Pictures excluded, return every entry exactly, please.
+ + + + +
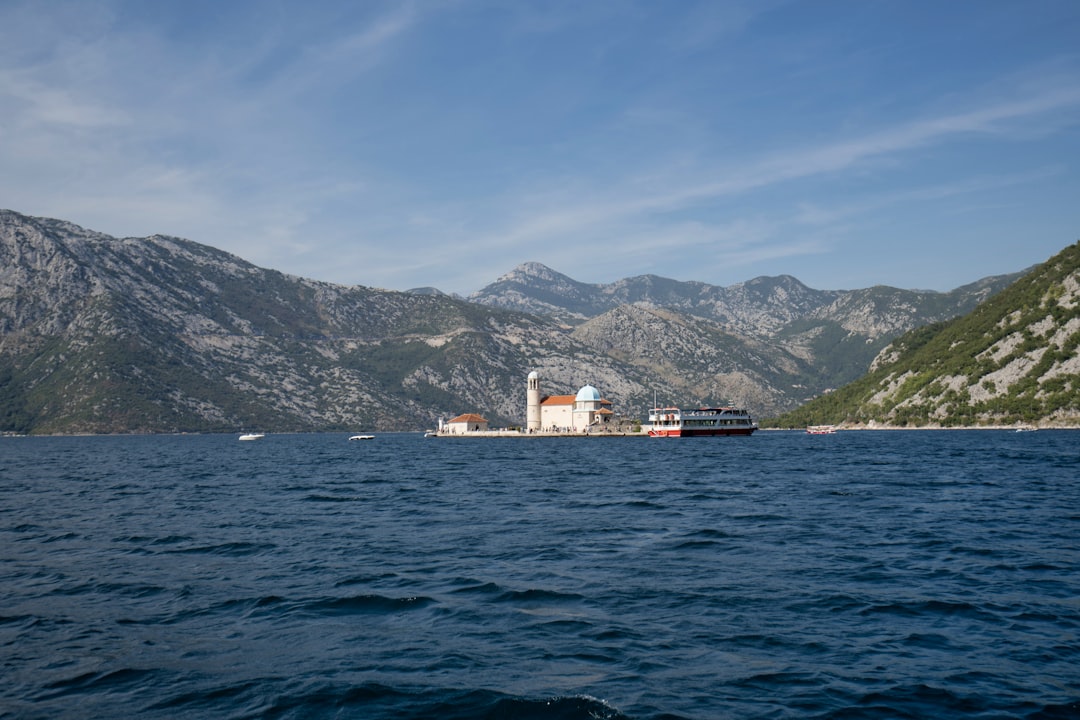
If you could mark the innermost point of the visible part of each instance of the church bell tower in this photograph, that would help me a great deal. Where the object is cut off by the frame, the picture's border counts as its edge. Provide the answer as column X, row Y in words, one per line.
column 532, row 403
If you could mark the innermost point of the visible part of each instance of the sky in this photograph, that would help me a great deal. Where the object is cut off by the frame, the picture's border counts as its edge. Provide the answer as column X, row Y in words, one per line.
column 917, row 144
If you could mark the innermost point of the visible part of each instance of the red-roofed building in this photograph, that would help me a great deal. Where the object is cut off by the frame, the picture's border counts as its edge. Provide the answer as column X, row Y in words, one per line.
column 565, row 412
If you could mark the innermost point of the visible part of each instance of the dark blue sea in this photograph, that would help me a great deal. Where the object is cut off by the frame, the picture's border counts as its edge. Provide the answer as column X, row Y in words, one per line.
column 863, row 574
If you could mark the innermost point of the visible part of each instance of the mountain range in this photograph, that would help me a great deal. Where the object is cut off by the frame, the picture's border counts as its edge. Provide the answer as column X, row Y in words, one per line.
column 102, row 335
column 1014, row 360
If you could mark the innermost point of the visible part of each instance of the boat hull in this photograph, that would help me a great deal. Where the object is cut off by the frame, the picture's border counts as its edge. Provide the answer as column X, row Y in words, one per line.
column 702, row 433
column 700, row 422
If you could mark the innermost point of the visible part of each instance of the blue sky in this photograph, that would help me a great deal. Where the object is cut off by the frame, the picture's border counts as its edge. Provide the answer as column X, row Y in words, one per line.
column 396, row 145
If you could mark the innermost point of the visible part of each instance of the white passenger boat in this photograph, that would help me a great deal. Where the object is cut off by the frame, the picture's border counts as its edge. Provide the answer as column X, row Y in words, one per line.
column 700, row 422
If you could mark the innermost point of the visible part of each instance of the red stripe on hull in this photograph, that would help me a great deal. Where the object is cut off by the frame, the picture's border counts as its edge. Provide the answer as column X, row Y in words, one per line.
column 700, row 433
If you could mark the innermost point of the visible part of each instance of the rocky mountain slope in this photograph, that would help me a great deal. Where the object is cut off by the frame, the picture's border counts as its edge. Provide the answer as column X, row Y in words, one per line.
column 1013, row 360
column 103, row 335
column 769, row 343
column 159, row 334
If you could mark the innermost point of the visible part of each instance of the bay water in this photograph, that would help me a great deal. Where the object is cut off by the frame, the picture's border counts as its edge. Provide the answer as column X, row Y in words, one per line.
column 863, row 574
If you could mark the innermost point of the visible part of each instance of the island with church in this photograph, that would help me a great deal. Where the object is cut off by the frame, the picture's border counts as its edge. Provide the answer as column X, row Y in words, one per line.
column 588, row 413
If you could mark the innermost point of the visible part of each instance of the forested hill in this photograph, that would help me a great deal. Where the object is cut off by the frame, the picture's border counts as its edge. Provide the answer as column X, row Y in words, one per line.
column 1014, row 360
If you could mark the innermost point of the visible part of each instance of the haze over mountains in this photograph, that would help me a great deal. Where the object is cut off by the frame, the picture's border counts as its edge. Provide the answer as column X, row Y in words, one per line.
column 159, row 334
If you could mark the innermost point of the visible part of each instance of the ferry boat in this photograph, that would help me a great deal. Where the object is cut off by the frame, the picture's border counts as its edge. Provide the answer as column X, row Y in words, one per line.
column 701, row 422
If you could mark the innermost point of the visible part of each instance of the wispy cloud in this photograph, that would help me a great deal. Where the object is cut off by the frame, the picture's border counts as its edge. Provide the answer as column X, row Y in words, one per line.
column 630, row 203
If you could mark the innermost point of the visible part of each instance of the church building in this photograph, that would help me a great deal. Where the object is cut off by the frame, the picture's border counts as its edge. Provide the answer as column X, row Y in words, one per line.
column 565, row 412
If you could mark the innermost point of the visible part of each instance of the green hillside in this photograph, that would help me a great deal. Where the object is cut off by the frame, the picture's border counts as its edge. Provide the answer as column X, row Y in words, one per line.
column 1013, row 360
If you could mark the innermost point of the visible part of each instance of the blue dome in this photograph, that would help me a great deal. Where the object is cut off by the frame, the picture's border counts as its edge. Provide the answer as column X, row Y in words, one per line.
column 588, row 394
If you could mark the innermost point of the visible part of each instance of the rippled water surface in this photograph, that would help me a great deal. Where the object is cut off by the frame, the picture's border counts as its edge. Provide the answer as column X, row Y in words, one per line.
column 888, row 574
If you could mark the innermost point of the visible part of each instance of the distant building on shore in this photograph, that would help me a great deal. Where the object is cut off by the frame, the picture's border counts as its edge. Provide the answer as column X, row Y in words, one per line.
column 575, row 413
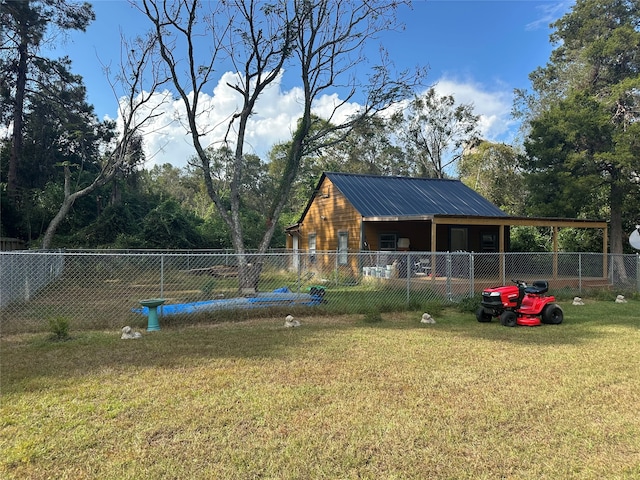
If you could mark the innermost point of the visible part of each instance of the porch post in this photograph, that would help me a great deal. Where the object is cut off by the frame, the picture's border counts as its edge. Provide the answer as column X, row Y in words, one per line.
+ + + + +
RESPONSE TO THIS EXERCISE:
If you could mark the innermost point of the visible part of each instance of the church bell tower in this photograph, that would help me a great deal. Where the object is cut off by the frame, the picture's border counts as its edge. Provide the answer as column X, row Y in words, one per line.
column 532, row 403
If you could mark the innermost point of the visible part of each instance of the sky in this photograph, that would help me a great deal. Where the object is cut off by the frame, the picture's border counts as its edge. Provide the answer as column X, row Y in words, one per line.
column 917, row 144
If you could mark the innermost point of the visible part of each instance of the red-roofed building in this photograph, that would help me a great deal. Where the object is cut off by the frame, the picture's border counts as its edge. Provide the answer as column X, row Y in words, one per line.
column 565, row 412
If you could mark the innermost point of the visible part of each instance of the dark blue sea in this photograph, that would help me a great deal. Where the object is cut off by the frame, the picture's border counts as its edge. Provide the answer as column X, row Y in words, one per line.
column 863, row 574
If you could mark the innermost point of the visible part of each instance of the mountain range in this photograph, that would help me a great deal. Where the object is cut off by the frame, the picture's border counts as its edge. Provide the answer as column X, row Y in words, one per line.
column 102, row 335
column 1014, row 360
If you could mark the innermost point of the visible part of each instance of the boat hull in this photograph, that would help me a great deal. Where the object is cut off by the frame, the picture's border counts as its edge. Provide the answer as column X, row Y in words, one per line.
column 702, row 433
column 700, row 422
If you could mark the innermost point of the visible part of each instance of the blue sky in this photograph, that would help me a great deal. Where the object is cut off by the frame, the picture's border counts as its edge. Provide the answer as column X, row Y in words, one per line.
column 396, row 145
If you could mark the innermost point of the visible part of each instance of the white passenger boat in this photograph, that would help me a great deal. Where the object is cut off by the frame, the picture's border counts as its edge. Provide the answer as column X, row Y in words, one per line.
column 700, row 422
If you could mark the innermost point of the visible part of each instance of the red stripe on hull in this photograph, that would help me a great deal. Where the object is cut off by the frame, the picture's border counts as its edge. Provide the answer as column X, row Y in words, one per line.
column 700, row 433
If you could mark the innermost point of the visible part of each instance of the rocky mountain slope in this photograph, that would help me a great deal. Where the object is cut off by the frame, the picture's border counts as its edge. Provide the answer as column X, row Y in words, one per line.
column 1013, row 360
column 103, row 335
column 769, row 343
column 159, row 334
If you could mark the innermost point of the visible part of each instance of the bay water in this photograph, that would help me a great deal. Where the object is cut off by the frame, the picture's border counts as its edge. Provide the answer as column X, row Y in words, one per line.
column 863, row 574
If you could mark the innermost point of the visible part of each instance of the island with church in this photograph, that would help me a great deal. Where the object is cut off by the frame, the picture's border counts as its edge. Provide the answer as column X, row Y in words, one per line.
column 588, row 413
If you could mark the innermost point of the visible part of each instance of the forested hill in this photograph, that would help me a great deal. Where the object is cut off by the frame, the picture's border counts as its edge. Provide the answer as column X, row Y in words, one per line.
column 1014, row 360
If you could mark the innermost point of the visible part of each instance of the haze over mountains in this photograph, that would help me a great deal. Where the object is cut off by the frame, the picture's border counts as its edge. Provide the answer as column X, row Y in words, one per line.
column 159, row 334
If you could mark the innermost point of the visible part of each instance of the ferry boat in this photograph, that would help me a great deal. Where the object is cut off by the frame, the picture's border counts as its edge. Provide the answer as column X, row Y in words, one per line.
column 701, row 422
If you could mark the innermost point of the visible part of each instance of the wispy cloud in this photograph, that would help me a great deal. Where the object is cut off by the frame, the picture's border counts as its edge. Provide the answer as column X, row Y in words, one per line.
column 630, row 203
If you could mark the innermost point of the visible part of each instance of the church building in this photograph, that would help me a great deal. Where the object is cut off by the frame, the picture's border counts as its edge. Provide the answer as column X, row Y in words, one per line.
column 565, row 412
If you could mark the innermost point of the visible part of each instance of the green hillside in this photograph, that would help me a great deal. Where the object is cut off by the frame, the picture's border counts as its edge. Provide the answer as column X, row Y in words, one per line.
column 1013, row 360
If you could mark the innermost point of the visible part of each instance of the blue dome in this photograph, that would help me a great deal. Where the object is cut off by the frame, the picture's border counts as its edge. Provide the answer as column X, row Y in words, one per line.
column 588, row 394
If you could mark the innermost point of the visible part of each instance of the rippled water surface in this photograph, that would help me a great deal. Where the object is cut off by the frame, the picture's border counts as its edge. Provide the answer as column X, row Y in words, one per line.
column 888, row 574
If you could mark the innermost point of the visible part of each instance of the distant building on shore in this photograph, that would help me a great deal. Where the object is cut off by the frame, the picture's border counts as its edge. Provide the answer as column X, row Y in words, one per line.
column 575, row 413
If you could mark the innermost point of the visible part of each instance of the porch post in this photograph, that would help me a great deal. Where the object is cut off by the frame, the picture's border counts as its edge. Provide the answer as column X, row Y in words, one per line.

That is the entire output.